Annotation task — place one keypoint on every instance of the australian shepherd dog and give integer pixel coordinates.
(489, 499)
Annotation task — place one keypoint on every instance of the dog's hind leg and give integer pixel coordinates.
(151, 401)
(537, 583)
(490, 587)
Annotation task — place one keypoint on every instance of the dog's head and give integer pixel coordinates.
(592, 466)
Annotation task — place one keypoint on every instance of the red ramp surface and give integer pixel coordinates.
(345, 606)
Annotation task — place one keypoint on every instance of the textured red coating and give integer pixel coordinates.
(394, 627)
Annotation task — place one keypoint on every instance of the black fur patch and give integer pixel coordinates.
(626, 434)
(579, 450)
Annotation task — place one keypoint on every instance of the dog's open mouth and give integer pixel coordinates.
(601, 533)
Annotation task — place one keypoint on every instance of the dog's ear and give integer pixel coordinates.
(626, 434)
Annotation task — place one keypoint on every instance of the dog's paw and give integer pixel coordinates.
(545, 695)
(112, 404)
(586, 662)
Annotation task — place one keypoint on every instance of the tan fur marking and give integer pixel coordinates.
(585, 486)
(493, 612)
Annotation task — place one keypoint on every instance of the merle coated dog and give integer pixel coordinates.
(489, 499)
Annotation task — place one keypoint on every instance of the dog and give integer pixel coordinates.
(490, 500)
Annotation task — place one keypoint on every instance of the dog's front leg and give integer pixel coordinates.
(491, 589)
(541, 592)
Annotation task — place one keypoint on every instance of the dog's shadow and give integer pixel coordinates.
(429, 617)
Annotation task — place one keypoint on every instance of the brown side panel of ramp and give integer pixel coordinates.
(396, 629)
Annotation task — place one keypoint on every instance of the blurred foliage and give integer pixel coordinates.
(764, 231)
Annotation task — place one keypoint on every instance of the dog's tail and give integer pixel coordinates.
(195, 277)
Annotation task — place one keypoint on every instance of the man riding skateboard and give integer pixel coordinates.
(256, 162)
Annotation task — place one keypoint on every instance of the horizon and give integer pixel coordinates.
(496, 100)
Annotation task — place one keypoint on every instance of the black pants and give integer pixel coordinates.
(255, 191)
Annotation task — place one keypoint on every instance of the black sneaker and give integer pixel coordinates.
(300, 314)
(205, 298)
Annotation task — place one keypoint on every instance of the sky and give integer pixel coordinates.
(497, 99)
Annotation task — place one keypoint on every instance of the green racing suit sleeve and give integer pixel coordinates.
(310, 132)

→ **Brief**: Please copy the whole listing above word for word, changing nothing.

→ **Full solution**:
Annotation task — place one keypoint on every instance of the australian shepherd dog and give integer pixel coordinates.
(489, 499)
Annotation task — place one keypoint on every instance of the dog's hind leg and give integer pixel coordinates.
(151, 401)
(537, 583)
(490, 587)
Annotation task — place one keypoint on every instance of the dog's head and give integer pixel coordinates.
(592, 466)
Annotation task — place one keypoint on every instance of the red ramp surface and give integer pixel coordinates.
(345, 606)
Annotation task — place one keypoint on every instance of the textured red coating and give integer pixel coordinates.
(394, 627)
Annotation task — place one keypoint on every instance of the black fur patch and give integer pixel coordinates.
(626, 434)
(579, 450)
Annotation task — place one keypoint on every instance of the dog's open mouth and give integer pixel coordinates.
(601, 533)
Annotation task — place one keypoint on every instance of the dog's ear and give integer pixel coordinates.
(626, 434)
Annotation task — place one keypoint on every instance of the dog's paw and give integer pixel coordinates.
(545, 695)
(112, 404)
(586, 662)
Annotation task — place one keypoint on every instance of the tan fur marking and give integer pixel coordinates.
(585, 486)
(493, 612)
Annotation task — place one keypoint on every instance of the merle coated dog and give integer pixel coordinates.
(489, 499)
Annotation task — place one keypoint on every instance of the dog and give integer pixel coordinates.
(490, 500)
Annotation task — place one keypoint on every instance of the dog's front leg and give integer pixel coordinates.
(491, 589)
(541, 592)
Annotation task — place one keypoint on every instance of the dog's shadow and give integer pixel coordinates.
(429, 617)
Annotation task — place one keypoint on every instance of the brown side panel of ramp and give integer pixel coordinates.
(396, 629)
Annotation task — place one keypoint on every instance of the blurred foliage and give integer pixel coordinates.
(764, 231)
Annotation task — place one keypoint on every instance of the dog's tail and give integer pixel coordinates.
(195, 277)
Annotation task — place one keypoint on every instance of the man riding skateboard and give integer pixel coordinates.
(256, 162)
Annotation task — place one keypoint on every instance of the horizon and give integer pixel coordinates.
(496, 100)
Annotation task — place one keypoint on every instance of the black pants and give integer pixel coordinates.
(255, 191)
Annotation task — place one keypoint on every instance of the black sneaker and give integer pixel coordinates.
(300, 314)
(205, 298)
Annotation task — place one keypoint on every instance of the sky and give integer pixel coordinates.
(497, 99)
Annotation task — place one keypoint on every instance of the green racing suit sleeve and give integer pixel coordinates.
(310, 132)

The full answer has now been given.